▸ **TASK**
Please repeat every entry that follows, keeping each one exactly the same.

▸ **AVAILABLE DATA**
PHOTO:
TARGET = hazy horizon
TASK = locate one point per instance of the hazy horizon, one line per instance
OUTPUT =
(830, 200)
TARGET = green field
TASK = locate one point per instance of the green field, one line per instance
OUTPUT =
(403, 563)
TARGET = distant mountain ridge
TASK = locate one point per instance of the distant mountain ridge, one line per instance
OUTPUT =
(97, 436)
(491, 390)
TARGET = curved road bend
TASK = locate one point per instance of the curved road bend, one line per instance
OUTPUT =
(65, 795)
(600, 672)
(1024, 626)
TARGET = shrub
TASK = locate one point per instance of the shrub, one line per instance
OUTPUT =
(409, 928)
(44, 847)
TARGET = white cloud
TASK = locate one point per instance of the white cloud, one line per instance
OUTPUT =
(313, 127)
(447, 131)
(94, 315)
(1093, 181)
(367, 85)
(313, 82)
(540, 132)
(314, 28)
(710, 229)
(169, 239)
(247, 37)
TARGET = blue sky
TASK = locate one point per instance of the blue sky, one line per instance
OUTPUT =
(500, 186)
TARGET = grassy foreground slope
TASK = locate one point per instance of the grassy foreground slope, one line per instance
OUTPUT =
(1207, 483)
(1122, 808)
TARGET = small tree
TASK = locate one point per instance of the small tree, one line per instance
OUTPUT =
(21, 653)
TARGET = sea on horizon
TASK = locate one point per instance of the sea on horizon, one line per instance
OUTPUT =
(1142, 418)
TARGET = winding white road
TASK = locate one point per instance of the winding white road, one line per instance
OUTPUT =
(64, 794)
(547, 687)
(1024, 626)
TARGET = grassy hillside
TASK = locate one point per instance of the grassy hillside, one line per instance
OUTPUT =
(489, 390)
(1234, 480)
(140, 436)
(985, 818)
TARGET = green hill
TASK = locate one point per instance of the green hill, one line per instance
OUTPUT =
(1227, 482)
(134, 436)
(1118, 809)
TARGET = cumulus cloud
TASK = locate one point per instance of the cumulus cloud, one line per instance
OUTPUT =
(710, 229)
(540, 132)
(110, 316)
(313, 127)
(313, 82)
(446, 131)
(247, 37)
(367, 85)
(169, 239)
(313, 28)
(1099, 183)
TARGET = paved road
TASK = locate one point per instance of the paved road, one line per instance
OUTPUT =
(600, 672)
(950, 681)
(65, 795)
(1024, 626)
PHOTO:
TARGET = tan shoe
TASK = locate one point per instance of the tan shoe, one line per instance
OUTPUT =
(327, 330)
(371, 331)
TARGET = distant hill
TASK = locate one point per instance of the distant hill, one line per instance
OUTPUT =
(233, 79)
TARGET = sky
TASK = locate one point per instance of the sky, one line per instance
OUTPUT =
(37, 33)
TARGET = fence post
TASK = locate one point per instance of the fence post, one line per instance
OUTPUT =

▸ **WRITTEN SOLUTION**
PHOTO:
TARGET = hazy horizon
TASK = locate one point per instance of the hazy horizon, one line per instance
OUTPUT =
(830, 200)
TARGET = green field
TASK = locate one point per instance of the green field, one line per instance
OUTPUT =
(403, 563)
TARGET = distant mountain ridge
TASK = locate one point per instance of the distant mountain ridge, one line per instance
OUTPUT =
(97, 436)
(491, 390)
TARGET = curved road bend
TASK = locate one point per instance of the curved road bend, one line per instance
OUTPUT =
(65, 795)
(600, 672)
(1024, 626)
TARGET = shrub
TASK = locate one point per instance of the shrub, one line per instance
OUTPUT =
(409, 928)
(44, 847)
TARGET = white cloud
TASK = locate one point per instance of the white cloud, one line per instance
OUTPUT =
(313, 127)
(447, 131)
(94, 315)
(1093, 181)
(367, 85)
(313, 82)
(540, 132)
(314, 28)
(710, 229)
(169, 239)
(247, 37)
TARGET = blue sky
TASK = locate one point per instance of the blue sky, one line per instance
OUTPUT =
(500, 186)
TARGET = grassy foreground slope
TASK = locate one point per instance of the grassy foreground slope, one line per instance
OUTPUT =
(1207, 483)
(1122, 808)
TARGET = small tree
TASK = locate one point per instance of the small tree, one line per instance
OUTPUT =
(21, 653)
TARGET = sea on horizon
TASK = locate one point per instance of the sea on horizon, one line per instance
OUTPUT =
(1142, 418)
TARGET = winding white road
TASK = locate one point per instance of the winding white road, one line per instance
OUTPUT =
(64, 794)
(547, 687)
(1024, 626)
TARGET = grassy hillside
TASK = locate one point per instance of the grassy hillside, one line per instance
OUTPUT =
(489, 390)
(1234, 480)
(140, 436)
(985, 818)
TARGET = green hill
TASK = locate one point per instance of the green hill, one line per instance
OUTPUT =
(1227, 482)
(134, 436)
(1118, 809)
TARGET = cumulus cloud
TASK = locate one point per instance of the cumulus cloud, one line per instance
OUTPUT =
(710, 229)
(540, 132)
(110, 316)
(313, 127)
(313, 82)
(446, 131)
(247, 37)
(367, 85)
(169, 239)
(313, 28)
(1099, 183)
TARGET = paved road
TASK = locate one point per instance of the paved road, one line per instance
OUTPUT =
(600, 672)
(950, 681)
(65, 795)
(1024, 626)
PHOTO:
TARGET = tan shoe
TASK = locate one point per instance of the tan shoe, one line per instance
OUTPUT =
(327, 330)
(371, 331)
TARGET = distant hill
TASK = locate one point per instance of the distant hill, one line per instance
OUTPUT =
(233, 79)
TARGET = sky
TASK = locate one point per instance of the sky, one line per instance
OUTPUT =
(37, 33)
TARGET = fence post
TASK = locate one point per instance of the fence post, one line per instance
OUTPUT =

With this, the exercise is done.